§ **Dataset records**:
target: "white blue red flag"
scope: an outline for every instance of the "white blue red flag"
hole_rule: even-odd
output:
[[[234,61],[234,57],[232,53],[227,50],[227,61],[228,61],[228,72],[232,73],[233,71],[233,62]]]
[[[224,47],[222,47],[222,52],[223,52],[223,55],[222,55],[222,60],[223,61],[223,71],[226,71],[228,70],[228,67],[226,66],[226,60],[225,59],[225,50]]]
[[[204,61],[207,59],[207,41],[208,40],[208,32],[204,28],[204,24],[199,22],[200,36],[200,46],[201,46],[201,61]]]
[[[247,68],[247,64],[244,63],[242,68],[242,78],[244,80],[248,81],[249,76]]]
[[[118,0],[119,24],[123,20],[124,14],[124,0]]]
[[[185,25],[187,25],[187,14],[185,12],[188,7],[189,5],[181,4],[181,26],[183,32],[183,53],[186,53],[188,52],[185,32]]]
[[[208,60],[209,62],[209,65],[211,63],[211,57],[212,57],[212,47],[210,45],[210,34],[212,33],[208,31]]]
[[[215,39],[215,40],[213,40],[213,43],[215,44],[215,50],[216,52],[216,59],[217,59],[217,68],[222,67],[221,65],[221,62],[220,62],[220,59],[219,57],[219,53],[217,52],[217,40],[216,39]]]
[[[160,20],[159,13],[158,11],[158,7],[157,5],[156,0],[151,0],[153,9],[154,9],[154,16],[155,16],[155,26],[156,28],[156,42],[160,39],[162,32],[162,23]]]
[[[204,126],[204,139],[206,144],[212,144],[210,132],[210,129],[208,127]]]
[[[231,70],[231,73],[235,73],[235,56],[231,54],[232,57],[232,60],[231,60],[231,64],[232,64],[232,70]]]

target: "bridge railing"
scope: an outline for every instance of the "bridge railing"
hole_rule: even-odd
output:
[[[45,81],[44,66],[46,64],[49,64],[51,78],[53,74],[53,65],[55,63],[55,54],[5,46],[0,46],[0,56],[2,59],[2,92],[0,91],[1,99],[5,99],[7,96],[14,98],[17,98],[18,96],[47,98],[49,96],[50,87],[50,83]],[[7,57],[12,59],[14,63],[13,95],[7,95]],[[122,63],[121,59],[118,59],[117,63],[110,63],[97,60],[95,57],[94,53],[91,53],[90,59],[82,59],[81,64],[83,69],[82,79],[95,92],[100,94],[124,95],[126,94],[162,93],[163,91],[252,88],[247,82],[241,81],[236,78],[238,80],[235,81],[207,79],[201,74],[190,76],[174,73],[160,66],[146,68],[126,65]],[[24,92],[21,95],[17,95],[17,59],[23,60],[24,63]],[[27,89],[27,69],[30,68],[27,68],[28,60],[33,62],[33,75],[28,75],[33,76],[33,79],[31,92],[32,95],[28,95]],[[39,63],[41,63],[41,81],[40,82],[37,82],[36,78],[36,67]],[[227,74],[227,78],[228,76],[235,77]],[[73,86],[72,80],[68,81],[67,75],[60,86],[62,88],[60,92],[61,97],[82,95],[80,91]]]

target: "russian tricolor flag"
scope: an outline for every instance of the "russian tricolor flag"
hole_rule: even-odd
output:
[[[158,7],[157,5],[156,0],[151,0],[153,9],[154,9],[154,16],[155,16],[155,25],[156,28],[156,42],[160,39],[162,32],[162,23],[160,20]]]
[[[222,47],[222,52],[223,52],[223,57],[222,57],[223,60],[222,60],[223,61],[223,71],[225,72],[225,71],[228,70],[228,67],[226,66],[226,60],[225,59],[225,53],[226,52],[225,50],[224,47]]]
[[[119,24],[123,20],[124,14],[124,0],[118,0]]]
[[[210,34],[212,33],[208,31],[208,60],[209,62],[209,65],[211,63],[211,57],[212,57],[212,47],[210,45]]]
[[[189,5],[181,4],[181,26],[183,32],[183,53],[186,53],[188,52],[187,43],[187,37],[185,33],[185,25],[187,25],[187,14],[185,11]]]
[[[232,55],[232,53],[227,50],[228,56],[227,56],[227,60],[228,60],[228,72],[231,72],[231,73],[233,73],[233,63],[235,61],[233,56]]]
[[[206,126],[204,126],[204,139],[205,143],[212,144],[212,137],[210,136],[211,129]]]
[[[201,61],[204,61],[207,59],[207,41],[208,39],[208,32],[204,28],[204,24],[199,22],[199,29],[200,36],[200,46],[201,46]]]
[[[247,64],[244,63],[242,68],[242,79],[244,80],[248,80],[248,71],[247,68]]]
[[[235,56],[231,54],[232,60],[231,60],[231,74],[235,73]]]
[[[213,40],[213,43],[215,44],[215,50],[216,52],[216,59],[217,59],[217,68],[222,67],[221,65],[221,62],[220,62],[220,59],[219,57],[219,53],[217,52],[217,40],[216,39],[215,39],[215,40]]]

§ **Stated task**:
Can you turn the stretch from the start of the records through the line containing "[[[118,0],[119,24],[123,20],[124,14],[124,0]]]" into a JSON list of strings, one string per line and any blank lines left out?

§ **Final answer**:
[
  "target: \"white blue red flag\"",
  "scope: an outline for every instance of the \"white blue red flag\"",
  "hole_rule: even-odd",
  "output:",
  "[[[234,61],[234,57],[232,53],[227,50],[227,61],[228,61],[228,72],[232,73],[233,71],[233,62]]]",
  "[[[224,47],[222,47],[222,52],[223,52],[223,55],[222,55],[222,60],[223,61],[223,71],[226,71],[228,70],[228,67],[226,66],[226,60],[225,59],[225,50]]]",
  "[[[204,61],[207,59],[207,41],[208,40],[208,32],[204,28],[204,24],[199,22],[200,36],[200,46],[201,46],[201,61]]]",
  "[[[247,68],[247,64],[244,63],[242,68],[242,78],[244,80],[248,81],[249,76]]]",
  "[[[118,0],[119,24],[123,20],[124,14],[124,0]]]"
]